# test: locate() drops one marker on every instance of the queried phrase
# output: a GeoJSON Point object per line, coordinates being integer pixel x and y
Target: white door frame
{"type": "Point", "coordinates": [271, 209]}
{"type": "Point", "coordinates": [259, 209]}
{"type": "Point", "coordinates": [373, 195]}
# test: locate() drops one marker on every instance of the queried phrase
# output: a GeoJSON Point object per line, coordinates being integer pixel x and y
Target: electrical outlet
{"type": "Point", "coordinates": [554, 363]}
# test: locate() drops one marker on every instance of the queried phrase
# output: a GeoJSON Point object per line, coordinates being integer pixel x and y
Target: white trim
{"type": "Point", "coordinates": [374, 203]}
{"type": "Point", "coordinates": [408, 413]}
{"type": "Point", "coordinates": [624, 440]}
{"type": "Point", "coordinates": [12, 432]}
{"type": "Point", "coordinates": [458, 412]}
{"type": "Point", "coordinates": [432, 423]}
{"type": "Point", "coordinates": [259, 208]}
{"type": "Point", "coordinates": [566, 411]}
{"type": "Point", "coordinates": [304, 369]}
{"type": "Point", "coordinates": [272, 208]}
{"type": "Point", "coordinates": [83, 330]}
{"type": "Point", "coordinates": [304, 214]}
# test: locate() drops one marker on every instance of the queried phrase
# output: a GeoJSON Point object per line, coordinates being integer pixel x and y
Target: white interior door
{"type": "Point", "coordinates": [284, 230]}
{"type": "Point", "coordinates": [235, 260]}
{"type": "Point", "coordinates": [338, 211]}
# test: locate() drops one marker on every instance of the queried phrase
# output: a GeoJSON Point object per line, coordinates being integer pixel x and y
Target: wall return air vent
* * * *
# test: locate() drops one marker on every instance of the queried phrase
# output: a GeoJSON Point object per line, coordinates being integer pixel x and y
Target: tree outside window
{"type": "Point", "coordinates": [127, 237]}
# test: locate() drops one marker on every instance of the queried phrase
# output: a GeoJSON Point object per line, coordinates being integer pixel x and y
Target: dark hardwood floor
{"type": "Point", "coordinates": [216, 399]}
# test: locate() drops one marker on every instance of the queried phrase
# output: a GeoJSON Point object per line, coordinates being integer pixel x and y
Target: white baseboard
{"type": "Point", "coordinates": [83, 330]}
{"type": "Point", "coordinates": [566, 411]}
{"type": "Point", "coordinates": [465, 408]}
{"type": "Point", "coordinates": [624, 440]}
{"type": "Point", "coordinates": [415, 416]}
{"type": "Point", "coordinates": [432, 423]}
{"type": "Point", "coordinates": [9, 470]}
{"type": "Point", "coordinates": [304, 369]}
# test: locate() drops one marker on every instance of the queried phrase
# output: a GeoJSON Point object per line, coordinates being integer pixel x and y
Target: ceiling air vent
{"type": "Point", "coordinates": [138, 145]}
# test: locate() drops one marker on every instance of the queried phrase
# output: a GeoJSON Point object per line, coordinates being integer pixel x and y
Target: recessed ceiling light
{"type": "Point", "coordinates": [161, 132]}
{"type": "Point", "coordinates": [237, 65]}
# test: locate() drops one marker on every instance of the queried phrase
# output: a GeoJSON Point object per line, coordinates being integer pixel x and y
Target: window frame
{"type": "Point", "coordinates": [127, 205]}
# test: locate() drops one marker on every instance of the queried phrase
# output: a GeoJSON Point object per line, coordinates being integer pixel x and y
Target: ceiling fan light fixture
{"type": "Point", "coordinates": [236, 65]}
* * * *
Return every line from both blocks above that contains the word "door". Matching is case-sensitive.

Target: white door frame
Target: white interior door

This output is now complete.